# [Exercise goal]
Repeat, please, only the lines from the top of the data down to the line with "pixel 140 179"; include both of those lines.
---------- Extracted information
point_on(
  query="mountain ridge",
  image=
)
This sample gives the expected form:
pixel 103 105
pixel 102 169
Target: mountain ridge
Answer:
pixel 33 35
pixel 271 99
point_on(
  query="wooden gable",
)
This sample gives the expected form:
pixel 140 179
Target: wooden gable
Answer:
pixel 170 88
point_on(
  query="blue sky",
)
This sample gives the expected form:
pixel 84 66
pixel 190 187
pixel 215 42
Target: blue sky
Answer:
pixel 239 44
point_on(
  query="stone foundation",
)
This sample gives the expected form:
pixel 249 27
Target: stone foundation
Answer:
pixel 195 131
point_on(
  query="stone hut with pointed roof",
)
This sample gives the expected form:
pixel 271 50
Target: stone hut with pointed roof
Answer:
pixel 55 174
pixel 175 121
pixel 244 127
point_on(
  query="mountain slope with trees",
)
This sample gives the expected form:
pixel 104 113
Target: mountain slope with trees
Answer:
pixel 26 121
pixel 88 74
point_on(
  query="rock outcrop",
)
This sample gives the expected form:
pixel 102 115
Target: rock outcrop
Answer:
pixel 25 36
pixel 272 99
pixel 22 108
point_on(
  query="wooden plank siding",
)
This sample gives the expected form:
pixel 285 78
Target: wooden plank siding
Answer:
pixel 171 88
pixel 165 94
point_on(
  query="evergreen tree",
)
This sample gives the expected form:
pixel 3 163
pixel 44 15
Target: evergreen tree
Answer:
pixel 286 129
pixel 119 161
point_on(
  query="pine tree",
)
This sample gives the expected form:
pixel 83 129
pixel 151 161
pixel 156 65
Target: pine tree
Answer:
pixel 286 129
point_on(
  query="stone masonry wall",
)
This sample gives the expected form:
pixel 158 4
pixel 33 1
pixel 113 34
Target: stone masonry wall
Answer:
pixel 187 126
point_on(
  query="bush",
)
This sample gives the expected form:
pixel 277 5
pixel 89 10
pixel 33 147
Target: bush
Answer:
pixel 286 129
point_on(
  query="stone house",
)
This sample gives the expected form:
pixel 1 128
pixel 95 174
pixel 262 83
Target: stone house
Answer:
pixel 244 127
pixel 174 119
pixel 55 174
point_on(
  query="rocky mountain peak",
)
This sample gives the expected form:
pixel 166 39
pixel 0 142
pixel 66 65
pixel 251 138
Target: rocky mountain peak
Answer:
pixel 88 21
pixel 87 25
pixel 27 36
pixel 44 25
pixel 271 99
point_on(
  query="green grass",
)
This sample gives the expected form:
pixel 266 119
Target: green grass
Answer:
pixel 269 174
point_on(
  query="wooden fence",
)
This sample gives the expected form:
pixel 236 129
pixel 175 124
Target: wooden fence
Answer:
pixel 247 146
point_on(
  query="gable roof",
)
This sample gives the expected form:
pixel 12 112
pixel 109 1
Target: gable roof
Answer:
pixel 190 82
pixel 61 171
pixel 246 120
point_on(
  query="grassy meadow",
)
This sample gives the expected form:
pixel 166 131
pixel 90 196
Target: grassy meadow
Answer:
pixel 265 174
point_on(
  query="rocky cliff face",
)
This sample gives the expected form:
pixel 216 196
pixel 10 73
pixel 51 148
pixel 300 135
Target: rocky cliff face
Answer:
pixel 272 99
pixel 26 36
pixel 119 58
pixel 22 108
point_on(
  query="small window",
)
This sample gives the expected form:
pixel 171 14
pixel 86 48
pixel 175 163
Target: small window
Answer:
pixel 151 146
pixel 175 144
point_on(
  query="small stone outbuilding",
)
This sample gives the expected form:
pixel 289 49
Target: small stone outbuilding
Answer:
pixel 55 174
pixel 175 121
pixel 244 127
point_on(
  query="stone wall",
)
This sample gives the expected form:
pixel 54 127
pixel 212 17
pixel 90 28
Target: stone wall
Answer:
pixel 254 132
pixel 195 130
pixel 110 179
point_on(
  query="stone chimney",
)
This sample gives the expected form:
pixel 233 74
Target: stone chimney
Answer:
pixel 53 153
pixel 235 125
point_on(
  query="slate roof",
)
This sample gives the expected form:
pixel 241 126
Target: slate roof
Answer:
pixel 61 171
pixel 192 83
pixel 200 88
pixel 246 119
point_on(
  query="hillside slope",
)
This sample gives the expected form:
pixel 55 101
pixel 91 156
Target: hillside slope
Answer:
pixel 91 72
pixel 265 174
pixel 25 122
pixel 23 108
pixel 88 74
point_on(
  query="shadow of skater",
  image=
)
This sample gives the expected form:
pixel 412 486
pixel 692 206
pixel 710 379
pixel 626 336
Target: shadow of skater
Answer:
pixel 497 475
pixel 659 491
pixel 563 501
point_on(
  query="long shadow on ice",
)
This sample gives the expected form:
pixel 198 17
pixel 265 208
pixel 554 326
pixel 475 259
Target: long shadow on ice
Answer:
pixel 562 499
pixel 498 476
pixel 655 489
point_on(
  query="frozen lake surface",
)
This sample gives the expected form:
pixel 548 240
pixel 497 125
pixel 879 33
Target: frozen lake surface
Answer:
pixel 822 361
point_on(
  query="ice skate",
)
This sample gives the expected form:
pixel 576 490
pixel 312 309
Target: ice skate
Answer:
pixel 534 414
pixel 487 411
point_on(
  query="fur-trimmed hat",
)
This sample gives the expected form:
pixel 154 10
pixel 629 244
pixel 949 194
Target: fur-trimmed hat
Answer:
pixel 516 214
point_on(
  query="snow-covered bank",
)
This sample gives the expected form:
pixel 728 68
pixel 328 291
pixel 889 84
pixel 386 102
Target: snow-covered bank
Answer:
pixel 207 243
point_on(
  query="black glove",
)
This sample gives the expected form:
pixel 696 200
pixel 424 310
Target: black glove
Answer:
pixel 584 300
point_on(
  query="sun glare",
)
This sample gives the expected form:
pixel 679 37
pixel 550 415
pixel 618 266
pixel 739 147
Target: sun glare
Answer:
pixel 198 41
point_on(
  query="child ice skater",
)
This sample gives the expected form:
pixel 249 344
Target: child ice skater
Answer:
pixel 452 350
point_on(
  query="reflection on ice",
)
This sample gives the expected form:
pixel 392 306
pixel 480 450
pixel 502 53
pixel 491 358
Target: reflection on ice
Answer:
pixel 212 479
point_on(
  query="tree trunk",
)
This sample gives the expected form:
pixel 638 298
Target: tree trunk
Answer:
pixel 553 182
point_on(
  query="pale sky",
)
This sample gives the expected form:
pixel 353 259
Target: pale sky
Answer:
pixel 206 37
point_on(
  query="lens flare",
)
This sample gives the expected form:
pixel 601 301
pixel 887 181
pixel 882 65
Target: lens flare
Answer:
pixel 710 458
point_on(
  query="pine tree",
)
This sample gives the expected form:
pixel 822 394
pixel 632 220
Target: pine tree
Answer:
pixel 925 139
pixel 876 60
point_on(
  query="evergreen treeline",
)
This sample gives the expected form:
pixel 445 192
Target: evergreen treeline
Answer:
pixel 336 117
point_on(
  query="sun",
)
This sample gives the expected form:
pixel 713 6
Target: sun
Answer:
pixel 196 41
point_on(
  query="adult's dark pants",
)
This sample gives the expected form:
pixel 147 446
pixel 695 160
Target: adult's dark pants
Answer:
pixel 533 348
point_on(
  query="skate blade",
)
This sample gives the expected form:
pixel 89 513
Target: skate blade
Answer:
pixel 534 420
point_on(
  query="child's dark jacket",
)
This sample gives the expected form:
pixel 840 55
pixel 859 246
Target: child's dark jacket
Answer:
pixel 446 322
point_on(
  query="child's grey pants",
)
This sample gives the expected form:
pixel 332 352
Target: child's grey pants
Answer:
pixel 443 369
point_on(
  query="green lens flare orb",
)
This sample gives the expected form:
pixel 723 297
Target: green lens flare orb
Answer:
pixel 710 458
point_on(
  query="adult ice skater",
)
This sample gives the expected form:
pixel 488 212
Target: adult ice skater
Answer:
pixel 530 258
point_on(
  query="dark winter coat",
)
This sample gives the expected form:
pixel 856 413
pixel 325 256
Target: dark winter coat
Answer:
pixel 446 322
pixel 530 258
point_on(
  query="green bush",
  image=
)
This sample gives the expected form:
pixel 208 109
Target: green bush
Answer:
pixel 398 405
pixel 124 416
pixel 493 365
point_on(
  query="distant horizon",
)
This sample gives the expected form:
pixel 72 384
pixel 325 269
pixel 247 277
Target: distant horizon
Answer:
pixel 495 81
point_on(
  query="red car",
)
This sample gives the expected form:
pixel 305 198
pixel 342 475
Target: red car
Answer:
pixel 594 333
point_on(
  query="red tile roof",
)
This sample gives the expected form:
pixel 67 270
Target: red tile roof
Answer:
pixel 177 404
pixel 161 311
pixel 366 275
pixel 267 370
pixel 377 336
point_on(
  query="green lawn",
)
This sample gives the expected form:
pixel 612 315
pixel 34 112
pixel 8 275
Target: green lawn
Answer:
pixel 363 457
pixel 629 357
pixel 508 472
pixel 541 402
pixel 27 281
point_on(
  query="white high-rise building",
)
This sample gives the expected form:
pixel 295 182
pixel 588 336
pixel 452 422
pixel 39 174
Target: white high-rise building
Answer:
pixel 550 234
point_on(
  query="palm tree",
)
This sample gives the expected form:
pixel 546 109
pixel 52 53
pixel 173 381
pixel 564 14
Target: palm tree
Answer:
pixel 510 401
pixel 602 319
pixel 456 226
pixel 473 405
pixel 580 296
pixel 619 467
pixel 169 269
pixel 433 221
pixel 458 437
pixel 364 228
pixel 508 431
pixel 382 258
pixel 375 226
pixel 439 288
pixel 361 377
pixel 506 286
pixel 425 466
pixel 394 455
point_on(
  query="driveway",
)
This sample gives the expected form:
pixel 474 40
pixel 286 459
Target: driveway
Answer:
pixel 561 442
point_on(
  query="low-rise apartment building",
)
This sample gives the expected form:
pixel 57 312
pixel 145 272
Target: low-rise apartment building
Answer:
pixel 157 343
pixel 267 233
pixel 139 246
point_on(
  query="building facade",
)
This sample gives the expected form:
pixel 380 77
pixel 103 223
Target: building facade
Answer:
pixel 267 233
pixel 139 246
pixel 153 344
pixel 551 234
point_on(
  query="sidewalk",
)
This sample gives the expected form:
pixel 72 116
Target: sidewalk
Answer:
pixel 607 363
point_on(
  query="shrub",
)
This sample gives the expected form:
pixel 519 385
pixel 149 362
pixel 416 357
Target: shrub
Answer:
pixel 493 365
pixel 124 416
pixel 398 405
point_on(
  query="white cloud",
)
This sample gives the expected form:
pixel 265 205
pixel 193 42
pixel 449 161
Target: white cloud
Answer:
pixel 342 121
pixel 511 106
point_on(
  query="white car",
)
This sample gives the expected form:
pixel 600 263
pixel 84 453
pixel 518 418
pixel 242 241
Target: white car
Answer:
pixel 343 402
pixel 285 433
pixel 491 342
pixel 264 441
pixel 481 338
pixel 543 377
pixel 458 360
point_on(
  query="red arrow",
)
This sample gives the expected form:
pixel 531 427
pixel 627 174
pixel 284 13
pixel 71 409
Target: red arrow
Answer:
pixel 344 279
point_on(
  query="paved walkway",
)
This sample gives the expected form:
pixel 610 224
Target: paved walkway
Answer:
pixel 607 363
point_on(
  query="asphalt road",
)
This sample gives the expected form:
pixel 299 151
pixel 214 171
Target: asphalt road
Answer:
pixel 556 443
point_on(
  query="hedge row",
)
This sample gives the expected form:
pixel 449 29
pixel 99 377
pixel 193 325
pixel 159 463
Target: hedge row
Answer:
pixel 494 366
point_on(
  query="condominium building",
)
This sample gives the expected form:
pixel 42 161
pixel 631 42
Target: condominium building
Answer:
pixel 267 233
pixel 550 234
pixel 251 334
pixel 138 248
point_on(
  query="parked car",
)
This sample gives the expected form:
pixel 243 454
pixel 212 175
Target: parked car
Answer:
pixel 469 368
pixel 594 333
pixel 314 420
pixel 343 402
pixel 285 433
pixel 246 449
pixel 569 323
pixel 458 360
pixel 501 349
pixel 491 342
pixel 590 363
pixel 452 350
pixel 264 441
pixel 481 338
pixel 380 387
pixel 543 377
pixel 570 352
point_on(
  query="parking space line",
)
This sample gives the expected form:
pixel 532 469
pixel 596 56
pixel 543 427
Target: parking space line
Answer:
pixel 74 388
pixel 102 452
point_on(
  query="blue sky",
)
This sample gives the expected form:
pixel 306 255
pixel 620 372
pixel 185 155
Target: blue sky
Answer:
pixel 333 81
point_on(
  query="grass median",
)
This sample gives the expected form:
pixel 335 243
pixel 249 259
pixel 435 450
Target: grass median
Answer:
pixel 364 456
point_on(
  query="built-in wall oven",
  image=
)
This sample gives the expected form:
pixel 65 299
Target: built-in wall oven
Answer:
--------------------
# [Task answer]
point_on(
  query="mountain ridge",
  image=
)
This sample gives the expected form:
pixel 103 105
pixel 102 169
Target: mountain ridge
Answer:
pixel 33 35
pixel 271 99
point_on(
  query="wooden gable",
)
This sample gives the expected form:
pixel 140 179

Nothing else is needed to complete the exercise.